Segment Start: INFORMATION GIVEN
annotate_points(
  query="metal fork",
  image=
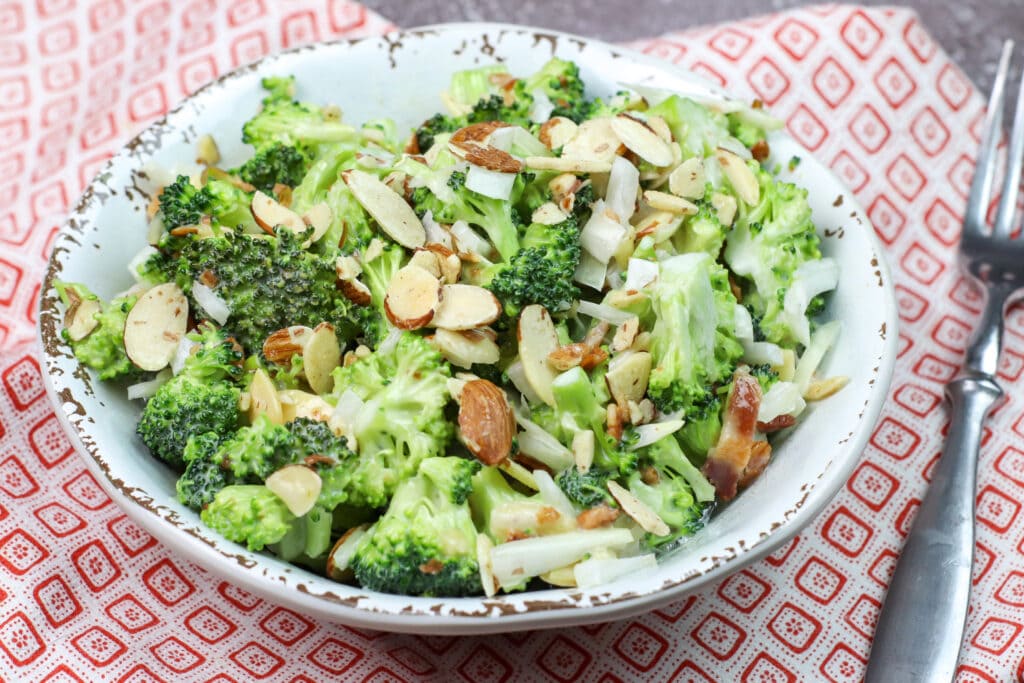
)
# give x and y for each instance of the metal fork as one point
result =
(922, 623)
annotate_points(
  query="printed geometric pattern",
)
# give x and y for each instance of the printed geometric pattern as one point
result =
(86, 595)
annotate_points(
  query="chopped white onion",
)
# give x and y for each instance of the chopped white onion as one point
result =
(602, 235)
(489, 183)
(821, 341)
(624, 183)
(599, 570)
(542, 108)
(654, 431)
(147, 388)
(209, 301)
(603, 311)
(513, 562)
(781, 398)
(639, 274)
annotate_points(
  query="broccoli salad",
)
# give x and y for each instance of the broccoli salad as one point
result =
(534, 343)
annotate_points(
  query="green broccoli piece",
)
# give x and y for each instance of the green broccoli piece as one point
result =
Segment End: INFORMATION GIVEN
Segment Start: INFORMATION GIVEN
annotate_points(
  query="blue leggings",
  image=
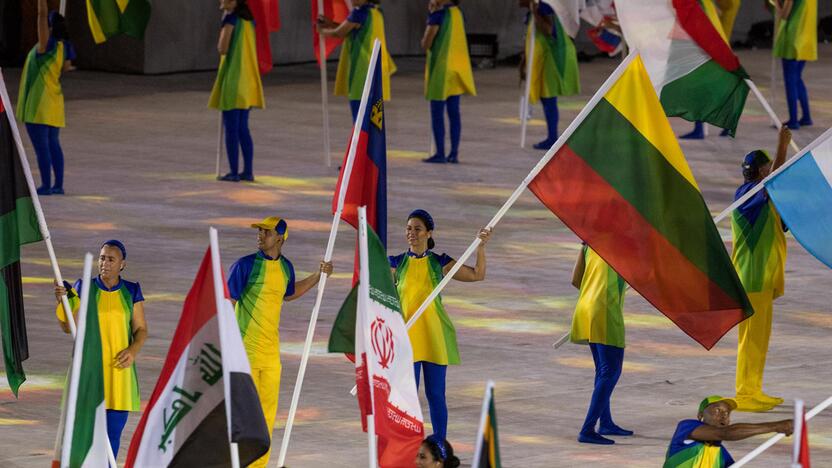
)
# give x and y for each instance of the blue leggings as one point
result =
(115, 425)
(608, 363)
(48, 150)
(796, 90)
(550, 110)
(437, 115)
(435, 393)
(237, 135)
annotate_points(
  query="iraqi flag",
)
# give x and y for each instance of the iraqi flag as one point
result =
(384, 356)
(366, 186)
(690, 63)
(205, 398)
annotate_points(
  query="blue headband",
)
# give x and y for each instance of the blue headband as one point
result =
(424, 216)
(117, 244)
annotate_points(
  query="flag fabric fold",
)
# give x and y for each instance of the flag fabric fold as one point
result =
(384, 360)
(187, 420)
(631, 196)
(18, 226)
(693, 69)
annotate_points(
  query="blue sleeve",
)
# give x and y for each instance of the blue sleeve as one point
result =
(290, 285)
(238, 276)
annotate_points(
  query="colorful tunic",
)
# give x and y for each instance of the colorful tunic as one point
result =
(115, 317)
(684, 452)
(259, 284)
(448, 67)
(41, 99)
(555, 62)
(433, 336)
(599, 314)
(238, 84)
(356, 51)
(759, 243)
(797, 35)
Segment End: INFORMATION GIVEN
Segment Start: INFORMATION GIVEN
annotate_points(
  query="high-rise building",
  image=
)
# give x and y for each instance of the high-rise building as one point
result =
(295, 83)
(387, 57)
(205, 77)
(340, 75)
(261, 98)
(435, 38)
Segment End: INFORMATION GIVEN
• [ABOUT THIS TASK]: Write only the number of lines in the data where the word "white" occurs.

• [REPLY TO THE TASK]: 2